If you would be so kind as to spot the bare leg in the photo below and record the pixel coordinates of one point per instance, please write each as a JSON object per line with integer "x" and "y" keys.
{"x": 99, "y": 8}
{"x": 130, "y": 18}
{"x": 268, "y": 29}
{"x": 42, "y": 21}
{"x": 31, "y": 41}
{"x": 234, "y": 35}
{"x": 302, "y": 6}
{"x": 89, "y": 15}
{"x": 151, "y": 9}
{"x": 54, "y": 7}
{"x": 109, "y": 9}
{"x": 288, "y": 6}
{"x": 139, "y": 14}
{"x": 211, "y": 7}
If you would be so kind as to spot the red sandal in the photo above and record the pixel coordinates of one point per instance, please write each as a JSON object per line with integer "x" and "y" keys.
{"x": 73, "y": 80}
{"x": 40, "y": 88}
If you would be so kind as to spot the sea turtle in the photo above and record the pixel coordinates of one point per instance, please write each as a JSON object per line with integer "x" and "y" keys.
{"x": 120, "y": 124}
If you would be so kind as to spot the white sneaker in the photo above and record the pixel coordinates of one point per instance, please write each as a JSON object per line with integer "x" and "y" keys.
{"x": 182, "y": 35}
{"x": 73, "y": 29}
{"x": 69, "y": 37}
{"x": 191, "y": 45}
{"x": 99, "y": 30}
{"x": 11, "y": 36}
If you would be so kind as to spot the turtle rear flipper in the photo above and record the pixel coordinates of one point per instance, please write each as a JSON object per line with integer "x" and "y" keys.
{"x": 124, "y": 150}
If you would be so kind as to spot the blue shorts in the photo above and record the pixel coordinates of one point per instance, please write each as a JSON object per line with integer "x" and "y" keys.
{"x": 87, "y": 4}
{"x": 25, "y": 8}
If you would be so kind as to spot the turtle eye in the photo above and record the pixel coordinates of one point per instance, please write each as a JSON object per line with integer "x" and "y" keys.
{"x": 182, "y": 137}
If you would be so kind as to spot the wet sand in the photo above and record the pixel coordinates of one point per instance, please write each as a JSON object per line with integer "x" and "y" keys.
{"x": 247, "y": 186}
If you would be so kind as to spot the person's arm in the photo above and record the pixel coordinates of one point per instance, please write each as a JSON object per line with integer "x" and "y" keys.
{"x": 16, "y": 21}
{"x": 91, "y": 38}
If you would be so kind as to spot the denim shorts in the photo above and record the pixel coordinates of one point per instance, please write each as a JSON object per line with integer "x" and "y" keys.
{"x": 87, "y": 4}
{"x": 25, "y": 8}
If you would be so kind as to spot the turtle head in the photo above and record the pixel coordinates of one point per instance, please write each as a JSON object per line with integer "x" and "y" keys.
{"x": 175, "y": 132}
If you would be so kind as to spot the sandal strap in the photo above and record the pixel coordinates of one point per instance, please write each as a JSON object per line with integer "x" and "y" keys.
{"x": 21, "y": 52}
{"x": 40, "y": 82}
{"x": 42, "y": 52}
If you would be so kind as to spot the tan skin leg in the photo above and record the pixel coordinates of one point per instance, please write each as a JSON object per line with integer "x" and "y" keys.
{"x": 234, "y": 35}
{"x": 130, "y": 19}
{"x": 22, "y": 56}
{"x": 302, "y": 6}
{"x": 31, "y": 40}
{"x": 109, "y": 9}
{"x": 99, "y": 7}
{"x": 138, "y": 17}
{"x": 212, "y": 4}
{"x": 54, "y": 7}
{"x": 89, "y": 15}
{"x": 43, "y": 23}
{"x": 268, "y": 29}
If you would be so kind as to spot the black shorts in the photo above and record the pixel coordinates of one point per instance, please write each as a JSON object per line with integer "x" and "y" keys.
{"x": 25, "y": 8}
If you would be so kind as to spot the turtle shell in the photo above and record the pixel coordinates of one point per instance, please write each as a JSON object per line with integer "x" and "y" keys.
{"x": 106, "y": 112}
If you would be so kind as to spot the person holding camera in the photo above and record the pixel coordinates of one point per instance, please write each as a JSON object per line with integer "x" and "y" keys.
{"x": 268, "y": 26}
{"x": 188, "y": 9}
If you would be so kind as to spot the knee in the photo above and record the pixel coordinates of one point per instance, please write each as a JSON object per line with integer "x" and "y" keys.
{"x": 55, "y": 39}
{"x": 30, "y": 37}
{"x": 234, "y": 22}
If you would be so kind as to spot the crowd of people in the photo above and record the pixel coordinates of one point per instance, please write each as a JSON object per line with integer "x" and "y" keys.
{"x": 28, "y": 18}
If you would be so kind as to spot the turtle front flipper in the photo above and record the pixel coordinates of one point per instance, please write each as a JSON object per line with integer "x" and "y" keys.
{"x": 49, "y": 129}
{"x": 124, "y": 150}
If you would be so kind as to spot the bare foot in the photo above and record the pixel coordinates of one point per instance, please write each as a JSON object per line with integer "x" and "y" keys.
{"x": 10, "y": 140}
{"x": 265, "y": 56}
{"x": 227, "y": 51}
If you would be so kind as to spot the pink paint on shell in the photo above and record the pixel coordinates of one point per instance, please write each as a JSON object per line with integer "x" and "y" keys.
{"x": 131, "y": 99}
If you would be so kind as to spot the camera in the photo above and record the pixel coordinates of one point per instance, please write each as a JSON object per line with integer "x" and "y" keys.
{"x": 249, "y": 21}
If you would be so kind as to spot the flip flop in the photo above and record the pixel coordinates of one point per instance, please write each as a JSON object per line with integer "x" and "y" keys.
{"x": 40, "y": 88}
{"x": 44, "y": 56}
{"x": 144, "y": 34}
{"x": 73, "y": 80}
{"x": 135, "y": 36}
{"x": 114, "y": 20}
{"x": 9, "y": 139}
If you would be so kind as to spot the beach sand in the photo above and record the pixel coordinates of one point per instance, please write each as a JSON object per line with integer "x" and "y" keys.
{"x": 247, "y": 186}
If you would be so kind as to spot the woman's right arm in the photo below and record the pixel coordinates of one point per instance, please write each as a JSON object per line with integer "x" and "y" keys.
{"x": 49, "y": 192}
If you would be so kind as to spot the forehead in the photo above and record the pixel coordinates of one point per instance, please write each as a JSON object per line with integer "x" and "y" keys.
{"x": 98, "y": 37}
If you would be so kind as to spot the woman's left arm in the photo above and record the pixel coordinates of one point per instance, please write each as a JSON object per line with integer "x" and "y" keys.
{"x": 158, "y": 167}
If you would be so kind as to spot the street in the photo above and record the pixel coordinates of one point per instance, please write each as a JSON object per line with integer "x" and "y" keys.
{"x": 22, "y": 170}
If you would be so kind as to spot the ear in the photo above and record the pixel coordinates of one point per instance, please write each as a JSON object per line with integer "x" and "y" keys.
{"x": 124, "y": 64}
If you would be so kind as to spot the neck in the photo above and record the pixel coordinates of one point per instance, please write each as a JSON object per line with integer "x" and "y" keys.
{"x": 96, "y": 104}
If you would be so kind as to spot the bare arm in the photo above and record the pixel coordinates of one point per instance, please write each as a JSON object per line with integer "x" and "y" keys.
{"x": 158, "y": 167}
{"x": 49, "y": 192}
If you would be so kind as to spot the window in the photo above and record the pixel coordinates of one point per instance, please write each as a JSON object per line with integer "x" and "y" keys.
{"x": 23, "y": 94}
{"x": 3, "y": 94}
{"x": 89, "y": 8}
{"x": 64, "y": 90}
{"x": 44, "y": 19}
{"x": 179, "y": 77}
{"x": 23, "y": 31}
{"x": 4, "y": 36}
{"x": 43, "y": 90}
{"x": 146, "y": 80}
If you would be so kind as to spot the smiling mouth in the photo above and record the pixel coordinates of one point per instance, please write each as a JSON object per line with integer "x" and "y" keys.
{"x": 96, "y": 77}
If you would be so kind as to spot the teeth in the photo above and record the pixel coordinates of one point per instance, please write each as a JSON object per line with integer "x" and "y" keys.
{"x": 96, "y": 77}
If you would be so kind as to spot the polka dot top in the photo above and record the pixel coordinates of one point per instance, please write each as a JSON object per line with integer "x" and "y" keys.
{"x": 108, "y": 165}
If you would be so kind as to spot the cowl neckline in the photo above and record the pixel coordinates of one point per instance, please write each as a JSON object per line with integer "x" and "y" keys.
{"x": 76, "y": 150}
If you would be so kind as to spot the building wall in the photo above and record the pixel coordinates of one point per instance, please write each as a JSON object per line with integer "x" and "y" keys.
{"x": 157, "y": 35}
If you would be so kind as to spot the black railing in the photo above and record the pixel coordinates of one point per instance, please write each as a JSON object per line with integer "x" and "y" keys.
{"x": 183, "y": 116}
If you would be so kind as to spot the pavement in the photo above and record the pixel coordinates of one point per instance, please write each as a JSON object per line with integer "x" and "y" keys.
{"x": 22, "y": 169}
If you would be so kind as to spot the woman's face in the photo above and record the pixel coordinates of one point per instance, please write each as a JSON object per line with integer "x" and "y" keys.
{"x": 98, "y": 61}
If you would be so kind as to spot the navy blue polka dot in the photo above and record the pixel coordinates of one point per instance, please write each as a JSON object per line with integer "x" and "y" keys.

WHAT TO WORK ON: Return exactly the lines of the data, and only those, from the line with "If you would be so kind as to spot the cowl" through the last line, inclusive.

SOLUTION TO THIS PROBLEM:
If you would be so kind as to spot the cowl neckline in the photo above and record the pixel coordinates of one point per instance, please write each as a JSON object per line with integer "x" and "y" keys.
{"x": 76, "y": 150}
If you would be so kind as to spot the building wall in the photo above and record the pixel coordinates of one point per instance, please write each as a JSON object per line with integer "x" and "y" keys.
{"x": 157, "y": 35}
If you would be so kind as to spot the black railing in the photo above and record the pixel coordinates of one point per instance, please write each as a JSON object per line with integer "x" and "y" keys.
{"x": 183, "y": 116}
If you would be so kind as to spot the pavement in the photo above and record the pixel coordinates of one point per instance, please write each as a JSON object per line with integer "x" and "y" keys.
{"x": 22, "y": 169}
If you would be so kind as to spot the woman's face in the photo above and record the pixel coordinates of one point per instance, please write each as a JSON object per line with integer "x" and "y" keys.
{"x": 98, "y": 61}
If you would be so kind as to spot the navy blue polka dot in the photo above and record the pixel coordinates of one point per instance, please write each as a JSON object per line with integer "x" and "y" keys.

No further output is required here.